Natural language region descriptions =>
[Start of section]

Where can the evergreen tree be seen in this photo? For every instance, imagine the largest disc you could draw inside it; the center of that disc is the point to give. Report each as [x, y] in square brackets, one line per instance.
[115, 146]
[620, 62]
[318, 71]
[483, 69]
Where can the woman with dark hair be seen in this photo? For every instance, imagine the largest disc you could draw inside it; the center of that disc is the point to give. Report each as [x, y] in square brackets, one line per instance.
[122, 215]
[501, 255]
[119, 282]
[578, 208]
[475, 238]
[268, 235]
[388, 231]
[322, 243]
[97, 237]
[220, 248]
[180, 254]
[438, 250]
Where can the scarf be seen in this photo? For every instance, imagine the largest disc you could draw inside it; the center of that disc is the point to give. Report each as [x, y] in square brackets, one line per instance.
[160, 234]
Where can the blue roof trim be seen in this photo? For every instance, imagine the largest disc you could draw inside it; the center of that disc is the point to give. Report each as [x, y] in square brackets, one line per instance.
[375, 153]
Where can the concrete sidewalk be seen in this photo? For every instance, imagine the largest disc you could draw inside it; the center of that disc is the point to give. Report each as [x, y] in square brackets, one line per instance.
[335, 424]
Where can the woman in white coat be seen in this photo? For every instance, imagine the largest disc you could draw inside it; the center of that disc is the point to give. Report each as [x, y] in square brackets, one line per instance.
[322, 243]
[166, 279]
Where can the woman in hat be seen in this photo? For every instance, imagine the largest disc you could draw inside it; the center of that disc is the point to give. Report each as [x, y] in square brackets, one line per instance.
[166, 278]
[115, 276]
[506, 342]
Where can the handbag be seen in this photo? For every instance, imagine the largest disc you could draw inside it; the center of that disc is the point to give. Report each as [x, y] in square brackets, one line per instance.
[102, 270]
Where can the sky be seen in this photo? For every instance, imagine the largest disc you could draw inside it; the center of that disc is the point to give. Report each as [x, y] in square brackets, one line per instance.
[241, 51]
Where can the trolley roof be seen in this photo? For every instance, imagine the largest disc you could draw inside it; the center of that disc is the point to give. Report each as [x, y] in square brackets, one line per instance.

[End of section]

Task to carry out => The records above should be set down again word for word.

Solution for this task =>
Where can the evergreen tree be seen in this photo? For every instance, imagine the largest disc you could draw inside it; the center of that disc is the point to give. Report each as [x, y] in square brackets, one line per instance.
[115, 146]
[620, 62]
[318, 71]
[483, 69]
Where can the woman with dark hair be seen in this photo? For every instance, imagine the largest disc you could draw inside it; the center of that disc is the point to give. Report each as [x, y] in square brackets, one line per instance.
[122, 215]
[501, 255]
[119, 282]
[578, 208]
[475, 238]
[268, 235]
[388, 231]
[322, 243]
[97, 237]
[220, 248]
[180, 254]
[438, 250]
Where can the scarf be seen in this photo? For every instance, imagine the largest disc you could draw inside it; the center of that disc is the point to give. Report each as [x, y] in square brackets, one line per instance.
[160, 234]
Where can the blue roof trim be seen in this photo? For every instance, imagine the largest disc you could draw inside it; the center of that disc is the point to give. Report each as [x, y] in square brackets, one line per instance.
[375, 153]
Where can the concrete sidewalk be seen in this photo? For every instance, imagine the largest disc you could draw inside it; the center of that disc is the point to give. Report each as [x, y] in square brackets, one line per instance.
[335, 424]
Where can the woman in white coat be seen in this photo? For every instance, imagine the largest disc you could draw inside it; the center of that disc is the point to give. Report each as [x, y] in square brackets, one line per instance.
[322, 243]
[166, 279]
Where can the woman in hat be seen in this photo? For every instance, imagine the largest disc you could draw inside it; the center of that disc is the point to give. Report each as [x, y] in square brackets, one line per instance.
[166, 278]
[115, 276]
[506, 342]
Where can the handbag be seen in this photo? For every instance, imagine the largest disc you could draw inside it; the center of that disc is the point to give. Report each as [x, y] in square brackets, one line per instance.
[102, 270]
Where can the sky be seen in this photo? For every instance, imagine the largest disc you could draw inside it; the center of that disc is the point to give. Report each as [x, y] in square brackets, one line per instance.
[241, 51]
Where can the trolley roof be seen in this photo? For every instance, imagine the largest disc you could draw inside it; the center of that disc is the point to give. Report each as [x, y] in square brackets, one line per instance.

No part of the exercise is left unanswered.